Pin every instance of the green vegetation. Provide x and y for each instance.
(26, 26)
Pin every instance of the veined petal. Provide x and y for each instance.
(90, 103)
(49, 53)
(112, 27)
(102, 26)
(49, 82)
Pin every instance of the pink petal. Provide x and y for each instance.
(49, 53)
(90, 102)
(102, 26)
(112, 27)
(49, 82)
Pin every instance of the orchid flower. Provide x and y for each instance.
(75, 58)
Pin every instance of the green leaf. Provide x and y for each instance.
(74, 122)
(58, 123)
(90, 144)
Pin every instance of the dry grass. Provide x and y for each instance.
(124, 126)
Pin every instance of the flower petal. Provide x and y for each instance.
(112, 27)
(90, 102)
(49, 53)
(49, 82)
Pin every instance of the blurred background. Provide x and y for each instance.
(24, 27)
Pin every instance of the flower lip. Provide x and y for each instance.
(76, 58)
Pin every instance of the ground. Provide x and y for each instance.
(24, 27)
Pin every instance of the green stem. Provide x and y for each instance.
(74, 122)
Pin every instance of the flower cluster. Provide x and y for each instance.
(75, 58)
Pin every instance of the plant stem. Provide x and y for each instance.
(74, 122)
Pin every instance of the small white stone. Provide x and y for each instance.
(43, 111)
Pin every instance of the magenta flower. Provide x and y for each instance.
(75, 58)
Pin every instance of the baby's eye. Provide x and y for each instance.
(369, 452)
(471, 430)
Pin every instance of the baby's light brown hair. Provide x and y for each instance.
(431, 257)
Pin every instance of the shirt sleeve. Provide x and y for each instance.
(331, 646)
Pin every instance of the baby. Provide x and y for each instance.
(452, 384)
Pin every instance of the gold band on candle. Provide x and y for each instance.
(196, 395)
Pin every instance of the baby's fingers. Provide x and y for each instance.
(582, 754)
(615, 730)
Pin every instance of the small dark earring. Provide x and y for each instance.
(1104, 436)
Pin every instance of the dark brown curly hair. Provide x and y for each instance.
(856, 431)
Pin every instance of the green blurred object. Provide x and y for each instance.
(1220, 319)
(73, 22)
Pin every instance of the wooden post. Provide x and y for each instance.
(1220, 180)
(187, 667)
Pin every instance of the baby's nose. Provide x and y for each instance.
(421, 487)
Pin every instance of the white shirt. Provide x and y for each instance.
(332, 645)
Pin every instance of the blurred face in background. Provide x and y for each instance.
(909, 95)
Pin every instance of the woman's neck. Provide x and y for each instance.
----
▶ **PROBLEM TO SOLVE**: Render every line of the records above as a numbered list, omitting any blank lines.

▶ **CORRECT RESPONSE**:
1. Pin every instance of the green vegetation. Provide x and y for each instance.
2. (26, 26)
3. Pin every instance of the veined petal. Provide x and y for each instance.
4. (90, 103)
5. (49, 53)
6. (112, 27)
7. (102, 26)
8. (49, 82)
9. Pin every instance of the pink petal. Provide x and y for each instance.
10. (49, 53)
11. (90, 102)
12. (102, 26)
13. (112, 27)
14. (49, 82)
15. Pin every instance of the orchid flower. Provide x and y for each instance.
16. (75, 58)
17. Pin every instance of the green leaf. Provide x and y for each instance.
18. (74, 122)
19. (58, 123)
20. (90, 144)
21. Pin every instance of the dry grass. Provide x and y for each instance.
22. (124, 126)
23. Pin every instance of the flower petal. Provide x and y for each instance.
24. (112, 27)
25. (90, 102)
26. (49, 53)
27. (49, 82)
28. Pin every instance of the blurred background. Provide x and y for each instance.
29. (24, 27)
30. Pin every instance of the flower lip. Provide x and y for each instance.
31. (76, 58)
32. Pin every instance of the ground. Provide x and y for each instance.
33. (24, 27)
34. Pin every instance of the green stem. Provide x and y for each instance.
35. (74, 122)
36. Pin every instance of the flower cluster. Provide x and y for each instance.
37. (75, 58)
38. Pin every instance of the plant stem. Provide x and y for each instance.
39. (74, 122)
40. Pin every instance of the small white stone. Provide x and y for each instance.
41. (43, 111)
42. Pin every instance of the magenta flower. Provide x and y for each instance.
43. (75, 58)
44. Pin every instance of the baby's eye. Provide x and y for each instance.
45. (369, 452)
46. (471, 430)
47. Pin every instance of the baby's light brown hair. Provide x and y for each instance.
48. (431, 257)
49. Pin every instance of the shirt sleeve. Provide x and y for each instance.
50. (331, 646)
51. Pin every instance of the baby. Provide x and y for each instance.
52. (452, 384)
53. Pin every instance of the gold band on candle. Provide x and y for each instance.
54. (196, 395)
55. Pin every instance of the baby's fingers. Provide x and y for each instance.
56. (582, 754)
57. (615, 730)
58. Pin every instance of the small dark earring. Provide x and y for each instance.
59. (1104, 436)
60. Pin every instance of the dark brown curly hair. Provide x and y for each instance.
61. (856, 431)
62. Pin every instance of the green blurred object. Provide x and y for each instance.
63. (1220, 319)
64. (73, 22)
65. Pin every instance of the wooden post. Provide x and y for each instance.
66. (1220, 180)
67. (187, 667)
68. Pin every instance of the baby's nose. Provide x and y for each instance.
69. (421, 487)
70. Pin every instance of the white shirt. Provide x and y for each instance.
71. (332, 645)
72. Pin every instance of the blurred face in background. Provide x and y for each instance.
73. (909, 95)
74. Pin every instance of the woman's neck. Provide x and y for each instance.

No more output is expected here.